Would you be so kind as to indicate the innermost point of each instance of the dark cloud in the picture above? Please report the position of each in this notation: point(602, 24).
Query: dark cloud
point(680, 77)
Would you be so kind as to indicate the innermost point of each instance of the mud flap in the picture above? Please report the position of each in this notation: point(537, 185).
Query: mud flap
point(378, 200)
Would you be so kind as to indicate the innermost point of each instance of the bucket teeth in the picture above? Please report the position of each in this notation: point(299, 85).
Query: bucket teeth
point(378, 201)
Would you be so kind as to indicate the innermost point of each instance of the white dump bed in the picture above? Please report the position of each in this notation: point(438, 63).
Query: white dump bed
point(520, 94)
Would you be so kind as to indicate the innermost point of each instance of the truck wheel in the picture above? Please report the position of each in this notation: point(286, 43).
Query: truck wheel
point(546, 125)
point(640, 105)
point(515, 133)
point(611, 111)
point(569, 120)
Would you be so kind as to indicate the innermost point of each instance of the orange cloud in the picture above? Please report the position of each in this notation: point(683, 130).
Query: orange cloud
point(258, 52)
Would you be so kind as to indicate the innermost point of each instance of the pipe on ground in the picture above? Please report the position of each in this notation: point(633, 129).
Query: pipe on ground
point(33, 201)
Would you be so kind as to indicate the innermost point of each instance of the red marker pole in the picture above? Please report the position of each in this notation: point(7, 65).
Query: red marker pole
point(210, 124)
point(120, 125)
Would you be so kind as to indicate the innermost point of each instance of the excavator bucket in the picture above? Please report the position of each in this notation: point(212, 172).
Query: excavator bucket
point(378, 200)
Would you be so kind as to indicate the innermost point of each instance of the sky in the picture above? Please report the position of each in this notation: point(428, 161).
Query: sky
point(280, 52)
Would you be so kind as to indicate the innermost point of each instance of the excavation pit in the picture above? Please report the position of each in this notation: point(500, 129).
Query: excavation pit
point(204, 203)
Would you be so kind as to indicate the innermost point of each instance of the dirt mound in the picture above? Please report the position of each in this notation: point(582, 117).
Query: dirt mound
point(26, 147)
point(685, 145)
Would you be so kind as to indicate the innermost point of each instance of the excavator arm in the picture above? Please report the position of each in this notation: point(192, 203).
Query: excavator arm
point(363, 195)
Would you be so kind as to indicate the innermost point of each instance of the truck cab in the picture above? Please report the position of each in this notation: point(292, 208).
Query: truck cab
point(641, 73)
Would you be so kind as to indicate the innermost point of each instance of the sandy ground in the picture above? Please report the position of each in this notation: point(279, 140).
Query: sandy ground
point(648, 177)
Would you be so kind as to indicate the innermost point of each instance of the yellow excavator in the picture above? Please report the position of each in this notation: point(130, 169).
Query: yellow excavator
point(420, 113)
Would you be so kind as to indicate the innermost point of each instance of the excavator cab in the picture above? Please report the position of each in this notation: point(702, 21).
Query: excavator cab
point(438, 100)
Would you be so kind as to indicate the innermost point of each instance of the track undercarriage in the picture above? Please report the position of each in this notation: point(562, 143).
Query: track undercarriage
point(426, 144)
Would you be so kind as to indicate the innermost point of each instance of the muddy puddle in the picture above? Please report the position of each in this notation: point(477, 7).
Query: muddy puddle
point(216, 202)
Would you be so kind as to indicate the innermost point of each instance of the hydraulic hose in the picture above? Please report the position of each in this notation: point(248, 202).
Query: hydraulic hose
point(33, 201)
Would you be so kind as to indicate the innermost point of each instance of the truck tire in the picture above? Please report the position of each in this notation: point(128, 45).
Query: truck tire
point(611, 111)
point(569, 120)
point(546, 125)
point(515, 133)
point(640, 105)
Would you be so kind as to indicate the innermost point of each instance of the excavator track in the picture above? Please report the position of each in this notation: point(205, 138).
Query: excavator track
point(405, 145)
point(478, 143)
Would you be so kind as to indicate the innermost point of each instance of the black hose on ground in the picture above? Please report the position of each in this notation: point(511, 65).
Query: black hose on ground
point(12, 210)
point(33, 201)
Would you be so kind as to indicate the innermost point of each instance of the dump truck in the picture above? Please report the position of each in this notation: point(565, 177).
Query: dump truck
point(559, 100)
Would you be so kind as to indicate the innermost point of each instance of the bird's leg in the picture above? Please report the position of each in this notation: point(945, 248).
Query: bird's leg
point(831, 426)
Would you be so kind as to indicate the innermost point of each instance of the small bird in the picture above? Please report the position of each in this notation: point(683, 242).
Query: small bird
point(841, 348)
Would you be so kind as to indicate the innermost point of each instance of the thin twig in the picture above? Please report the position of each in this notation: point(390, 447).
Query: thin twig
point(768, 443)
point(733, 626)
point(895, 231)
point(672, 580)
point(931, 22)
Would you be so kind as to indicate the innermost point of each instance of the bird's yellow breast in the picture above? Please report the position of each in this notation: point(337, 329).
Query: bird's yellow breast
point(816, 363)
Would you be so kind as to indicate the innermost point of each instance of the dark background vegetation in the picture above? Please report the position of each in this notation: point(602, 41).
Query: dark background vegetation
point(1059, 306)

---

__WHAT YOU ARE ASKED TO DO__. Starting with the line that contains "notation: point(945, 248).", repeat each line through the last one exactly as it appears. Include both ends and nothing more.

__OUTPUT FOR THIS TASK__.
Would you be so kind as to indicate the innermost point of each instance of the bird's leg in the picture above? Please report the position of each in this notation: point(945, 248).
Query: bird's leg
point(831, 426)
Would you be so kind as to indicate the innermost point of each instance of the small bird in the picture above? Please report the position of each in this notation: point(683, 242).
Query: small bird
point(841, 348)
Would you be so kind as to indicate the innermost point of each instance of the thin twig in the picture above? Please report the position of each in this notation: point(390, 447).
Query: thin twig
point(768, 443)
point(733, 626)
point(895, 231)
point(672, 580)
point(931, 22)
Would you be so kind as to indicate the innermost point of each instance of the bird's yellow breast in the picture above? Please report the position of each in this notation: point(337, 329).
Query: bird's yellow breast
point(816, 363)
Would you be so kind as to indicate the innermost point of each instance of the dark background vegetation in the picture above? Please report the position of each in this notation: point(602, 41).
Query: dark background vegetation
point(1059, 306)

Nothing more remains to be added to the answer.